■ Task goal:
Write out, word for word, every line from the one containing "Indicate the dense" through the final line of the records.

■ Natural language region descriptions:
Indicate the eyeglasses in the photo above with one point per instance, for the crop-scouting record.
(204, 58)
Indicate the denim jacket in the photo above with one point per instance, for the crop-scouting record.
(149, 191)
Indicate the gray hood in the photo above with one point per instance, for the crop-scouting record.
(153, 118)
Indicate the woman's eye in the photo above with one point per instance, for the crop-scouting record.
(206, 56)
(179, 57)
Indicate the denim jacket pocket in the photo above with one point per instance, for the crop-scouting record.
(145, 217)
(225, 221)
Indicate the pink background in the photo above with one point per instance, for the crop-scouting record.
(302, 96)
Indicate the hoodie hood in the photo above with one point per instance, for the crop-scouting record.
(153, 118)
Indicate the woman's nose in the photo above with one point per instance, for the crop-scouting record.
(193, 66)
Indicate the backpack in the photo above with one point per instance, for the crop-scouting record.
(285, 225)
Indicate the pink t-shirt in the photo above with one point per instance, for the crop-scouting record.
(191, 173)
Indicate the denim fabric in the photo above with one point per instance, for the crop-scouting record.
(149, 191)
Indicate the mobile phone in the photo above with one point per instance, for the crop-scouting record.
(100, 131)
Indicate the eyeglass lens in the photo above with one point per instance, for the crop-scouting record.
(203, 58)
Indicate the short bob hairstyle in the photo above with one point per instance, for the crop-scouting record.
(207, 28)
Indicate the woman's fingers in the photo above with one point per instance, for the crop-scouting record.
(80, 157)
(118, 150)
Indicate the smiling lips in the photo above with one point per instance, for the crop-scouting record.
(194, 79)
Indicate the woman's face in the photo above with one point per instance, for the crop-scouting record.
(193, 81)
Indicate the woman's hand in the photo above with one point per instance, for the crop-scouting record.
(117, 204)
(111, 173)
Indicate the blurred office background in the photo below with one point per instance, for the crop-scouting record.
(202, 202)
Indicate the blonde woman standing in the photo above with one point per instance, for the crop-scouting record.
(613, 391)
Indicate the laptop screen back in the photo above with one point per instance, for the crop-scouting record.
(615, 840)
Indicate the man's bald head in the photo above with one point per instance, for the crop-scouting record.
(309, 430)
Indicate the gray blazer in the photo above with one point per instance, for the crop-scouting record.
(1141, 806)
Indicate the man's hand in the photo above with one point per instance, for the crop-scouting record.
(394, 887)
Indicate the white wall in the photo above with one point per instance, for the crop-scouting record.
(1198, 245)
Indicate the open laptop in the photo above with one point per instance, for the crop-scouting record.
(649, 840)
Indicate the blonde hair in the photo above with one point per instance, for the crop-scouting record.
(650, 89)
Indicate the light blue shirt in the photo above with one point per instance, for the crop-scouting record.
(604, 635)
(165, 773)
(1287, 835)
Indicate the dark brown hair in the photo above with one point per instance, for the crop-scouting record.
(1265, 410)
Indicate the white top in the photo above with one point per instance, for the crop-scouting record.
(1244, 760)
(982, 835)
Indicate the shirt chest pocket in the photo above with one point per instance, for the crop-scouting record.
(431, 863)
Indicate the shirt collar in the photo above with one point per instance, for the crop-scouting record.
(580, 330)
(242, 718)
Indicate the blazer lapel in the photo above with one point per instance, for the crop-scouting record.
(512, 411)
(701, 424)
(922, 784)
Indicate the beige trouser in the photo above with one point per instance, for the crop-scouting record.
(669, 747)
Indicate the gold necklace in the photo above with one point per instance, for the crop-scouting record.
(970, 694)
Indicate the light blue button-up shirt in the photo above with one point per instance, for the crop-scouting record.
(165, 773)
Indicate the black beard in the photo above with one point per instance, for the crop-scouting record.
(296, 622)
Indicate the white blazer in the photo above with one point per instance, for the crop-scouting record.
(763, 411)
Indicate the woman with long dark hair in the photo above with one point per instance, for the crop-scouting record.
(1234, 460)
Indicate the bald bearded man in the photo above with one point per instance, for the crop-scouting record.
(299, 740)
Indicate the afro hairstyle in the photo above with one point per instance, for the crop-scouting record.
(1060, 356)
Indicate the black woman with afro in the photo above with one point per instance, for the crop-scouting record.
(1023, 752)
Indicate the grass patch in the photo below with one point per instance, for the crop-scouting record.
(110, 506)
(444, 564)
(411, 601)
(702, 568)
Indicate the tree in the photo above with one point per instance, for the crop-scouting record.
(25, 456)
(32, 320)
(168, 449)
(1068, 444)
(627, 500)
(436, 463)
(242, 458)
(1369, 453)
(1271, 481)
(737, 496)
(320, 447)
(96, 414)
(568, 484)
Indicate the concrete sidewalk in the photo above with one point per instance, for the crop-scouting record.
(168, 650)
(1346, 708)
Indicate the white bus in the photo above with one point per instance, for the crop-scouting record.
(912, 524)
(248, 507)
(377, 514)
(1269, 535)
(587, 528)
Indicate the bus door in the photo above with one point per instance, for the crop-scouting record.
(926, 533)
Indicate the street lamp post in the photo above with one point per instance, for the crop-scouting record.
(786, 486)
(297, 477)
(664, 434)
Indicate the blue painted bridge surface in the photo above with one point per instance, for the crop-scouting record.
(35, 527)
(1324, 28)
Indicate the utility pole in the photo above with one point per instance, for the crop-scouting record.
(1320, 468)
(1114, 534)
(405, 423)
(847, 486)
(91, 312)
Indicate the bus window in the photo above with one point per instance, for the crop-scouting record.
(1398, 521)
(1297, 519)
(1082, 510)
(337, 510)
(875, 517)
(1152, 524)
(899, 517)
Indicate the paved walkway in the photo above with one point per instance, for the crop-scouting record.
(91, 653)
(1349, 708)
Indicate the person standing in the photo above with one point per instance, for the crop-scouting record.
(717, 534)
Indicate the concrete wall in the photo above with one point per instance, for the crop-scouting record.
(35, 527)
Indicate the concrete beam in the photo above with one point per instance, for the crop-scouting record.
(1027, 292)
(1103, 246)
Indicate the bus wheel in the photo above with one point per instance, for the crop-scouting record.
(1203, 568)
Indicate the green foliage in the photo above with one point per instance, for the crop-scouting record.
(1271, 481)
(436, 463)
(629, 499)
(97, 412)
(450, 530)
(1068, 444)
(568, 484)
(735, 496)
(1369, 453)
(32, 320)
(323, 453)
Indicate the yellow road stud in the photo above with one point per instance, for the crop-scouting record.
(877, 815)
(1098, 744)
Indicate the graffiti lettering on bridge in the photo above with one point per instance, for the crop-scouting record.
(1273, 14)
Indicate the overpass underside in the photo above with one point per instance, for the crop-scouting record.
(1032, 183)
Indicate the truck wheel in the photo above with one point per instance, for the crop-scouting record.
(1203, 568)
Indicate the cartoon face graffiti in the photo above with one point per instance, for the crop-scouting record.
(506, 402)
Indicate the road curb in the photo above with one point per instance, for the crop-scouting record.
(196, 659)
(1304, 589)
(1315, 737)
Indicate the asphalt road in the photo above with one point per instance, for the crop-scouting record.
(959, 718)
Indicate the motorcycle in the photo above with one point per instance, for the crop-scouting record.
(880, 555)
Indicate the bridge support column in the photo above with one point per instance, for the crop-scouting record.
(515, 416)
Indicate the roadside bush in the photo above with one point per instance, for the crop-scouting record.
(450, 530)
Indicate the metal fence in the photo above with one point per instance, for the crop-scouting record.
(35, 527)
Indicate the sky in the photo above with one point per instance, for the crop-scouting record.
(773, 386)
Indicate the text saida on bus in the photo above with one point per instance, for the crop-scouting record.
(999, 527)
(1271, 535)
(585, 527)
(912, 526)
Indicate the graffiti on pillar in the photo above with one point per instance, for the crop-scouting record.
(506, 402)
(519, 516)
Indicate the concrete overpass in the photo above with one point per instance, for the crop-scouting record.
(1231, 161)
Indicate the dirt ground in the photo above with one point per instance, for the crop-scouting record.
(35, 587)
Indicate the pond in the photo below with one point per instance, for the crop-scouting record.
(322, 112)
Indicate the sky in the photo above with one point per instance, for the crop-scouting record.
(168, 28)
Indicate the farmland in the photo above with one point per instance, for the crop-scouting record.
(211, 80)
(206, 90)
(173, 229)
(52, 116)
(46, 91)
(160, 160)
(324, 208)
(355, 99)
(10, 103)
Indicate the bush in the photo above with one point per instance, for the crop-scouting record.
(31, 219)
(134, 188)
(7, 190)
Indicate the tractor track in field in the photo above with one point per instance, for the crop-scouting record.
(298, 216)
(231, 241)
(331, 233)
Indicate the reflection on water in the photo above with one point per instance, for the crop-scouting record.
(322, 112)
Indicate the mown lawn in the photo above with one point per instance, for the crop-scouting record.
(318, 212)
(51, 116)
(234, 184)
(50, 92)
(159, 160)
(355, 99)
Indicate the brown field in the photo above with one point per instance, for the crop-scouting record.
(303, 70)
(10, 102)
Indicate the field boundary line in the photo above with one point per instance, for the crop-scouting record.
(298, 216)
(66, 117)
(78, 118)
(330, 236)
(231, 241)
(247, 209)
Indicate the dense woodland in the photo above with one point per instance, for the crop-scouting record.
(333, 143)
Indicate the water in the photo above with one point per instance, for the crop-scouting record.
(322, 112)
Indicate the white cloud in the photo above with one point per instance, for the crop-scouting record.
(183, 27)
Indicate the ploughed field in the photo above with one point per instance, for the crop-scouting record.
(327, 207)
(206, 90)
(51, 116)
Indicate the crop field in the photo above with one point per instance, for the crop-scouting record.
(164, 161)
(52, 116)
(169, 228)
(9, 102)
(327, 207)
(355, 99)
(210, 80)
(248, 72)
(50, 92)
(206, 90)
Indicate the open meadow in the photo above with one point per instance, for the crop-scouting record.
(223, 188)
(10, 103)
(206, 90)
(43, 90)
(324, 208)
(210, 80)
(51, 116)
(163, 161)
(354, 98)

■ Expected output:
Indicate the dense woodland in the photo above with one point per instance, for the crop-scouting record.
(333, 143)
Indicate the water in the photo above with one point per instance, for the crop-scouting record.
(322, 112)
Indicate the white cloud in the photo above with one point per instance, for the crop-scouting record.
(183, 27)
Indicate the ploughed field in the photo above with one point per instance, for the crop-scouting record.
(327, 207)
(206, 90)
(51, 116)
Indicate the crop field in the photo above with one point per instance, for the crop-scouting record.
(164, 161)
(52, 116)
(169, 228)
(9, 102)
(327, 207)
(355, 99)
(210, 80)
(248, 72)
(50, 92)
(206, 90)
Indicate the open meadow in the photo above with one point per instance, for the crop-scouting record.
(223, 188)
(10, 103)
(206, 90)
(43, 90)
(324, 208)
(210, 80)
(51, 116)
(163, 161)
(354, 98)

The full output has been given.